> _Problem requirements_
All lines from the one containing "Reviewer note: every instance of the blonde" through the last line below must be duplicated exactly, with nothing outside that span.

> _Records from a dataset_
—————
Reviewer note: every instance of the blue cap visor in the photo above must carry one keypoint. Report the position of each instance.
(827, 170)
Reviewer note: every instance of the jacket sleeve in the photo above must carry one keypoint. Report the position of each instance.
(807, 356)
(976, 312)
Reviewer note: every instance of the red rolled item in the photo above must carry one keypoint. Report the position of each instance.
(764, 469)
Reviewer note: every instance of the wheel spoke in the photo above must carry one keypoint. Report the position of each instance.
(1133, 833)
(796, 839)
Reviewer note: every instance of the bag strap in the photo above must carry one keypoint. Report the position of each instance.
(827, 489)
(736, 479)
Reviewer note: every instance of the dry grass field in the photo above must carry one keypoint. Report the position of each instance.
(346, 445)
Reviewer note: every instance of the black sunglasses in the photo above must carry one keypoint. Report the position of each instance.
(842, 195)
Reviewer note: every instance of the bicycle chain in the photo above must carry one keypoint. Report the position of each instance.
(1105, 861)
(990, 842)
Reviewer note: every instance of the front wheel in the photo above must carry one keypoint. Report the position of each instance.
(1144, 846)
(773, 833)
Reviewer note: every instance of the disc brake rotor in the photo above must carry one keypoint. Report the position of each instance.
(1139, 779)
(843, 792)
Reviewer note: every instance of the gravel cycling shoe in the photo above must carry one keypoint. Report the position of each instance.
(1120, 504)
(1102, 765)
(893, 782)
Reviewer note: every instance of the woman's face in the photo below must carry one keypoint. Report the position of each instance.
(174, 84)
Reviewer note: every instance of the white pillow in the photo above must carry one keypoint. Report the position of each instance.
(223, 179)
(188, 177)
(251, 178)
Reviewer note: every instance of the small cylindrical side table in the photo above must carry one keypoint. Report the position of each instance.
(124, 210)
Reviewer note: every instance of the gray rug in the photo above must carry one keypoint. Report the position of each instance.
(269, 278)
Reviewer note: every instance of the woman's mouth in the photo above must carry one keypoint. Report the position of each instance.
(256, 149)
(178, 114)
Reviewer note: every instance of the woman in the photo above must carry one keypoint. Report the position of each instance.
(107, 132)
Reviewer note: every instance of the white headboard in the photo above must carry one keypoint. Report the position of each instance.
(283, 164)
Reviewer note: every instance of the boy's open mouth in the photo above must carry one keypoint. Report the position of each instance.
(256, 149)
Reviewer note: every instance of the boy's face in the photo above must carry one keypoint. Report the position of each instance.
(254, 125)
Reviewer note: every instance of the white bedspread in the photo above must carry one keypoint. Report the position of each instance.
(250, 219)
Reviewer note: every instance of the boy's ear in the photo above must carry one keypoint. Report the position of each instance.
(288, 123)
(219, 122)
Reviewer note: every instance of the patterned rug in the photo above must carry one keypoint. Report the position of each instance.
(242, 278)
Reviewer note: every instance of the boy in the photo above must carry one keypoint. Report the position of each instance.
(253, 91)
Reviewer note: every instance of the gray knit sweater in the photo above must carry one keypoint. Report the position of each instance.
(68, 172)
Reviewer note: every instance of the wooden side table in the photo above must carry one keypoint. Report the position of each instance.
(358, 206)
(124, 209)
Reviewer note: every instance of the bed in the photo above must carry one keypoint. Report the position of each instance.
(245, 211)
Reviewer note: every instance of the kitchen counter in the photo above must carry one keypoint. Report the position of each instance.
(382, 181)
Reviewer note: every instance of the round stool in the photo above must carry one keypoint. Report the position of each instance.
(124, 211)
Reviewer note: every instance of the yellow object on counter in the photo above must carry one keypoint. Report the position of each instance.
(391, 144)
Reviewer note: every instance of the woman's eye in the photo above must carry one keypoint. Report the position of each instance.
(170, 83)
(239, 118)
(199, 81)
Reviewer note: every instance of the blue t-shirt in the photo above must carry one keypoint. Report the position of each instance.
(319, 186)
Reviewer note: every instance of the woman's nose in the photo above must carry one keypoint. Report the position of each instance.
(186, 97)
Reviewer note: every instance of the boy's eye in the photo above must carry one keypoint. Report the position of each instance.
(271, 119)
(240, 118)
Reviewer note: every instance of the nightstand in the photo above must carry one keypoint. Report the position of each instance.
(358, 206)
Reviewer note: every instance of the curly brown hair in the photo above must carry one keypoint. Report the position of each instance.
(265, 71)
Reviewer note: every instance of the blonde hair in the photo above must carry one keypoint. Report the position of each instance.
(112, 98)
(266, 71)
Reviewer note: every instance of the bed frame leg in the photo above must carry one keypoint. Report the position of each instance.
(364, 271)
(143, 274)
—————
> _Answer area_
Reviewer note: every instance of the blonde hair in the photo above must carry one keypoint. Report the position of each instance.
(112, 98)
(266, 71)
Reviewer note: every instance of the bed frame leg in the photo above must carry one keypoint. Report the position of each instance.
(364, 271)
(143, 274)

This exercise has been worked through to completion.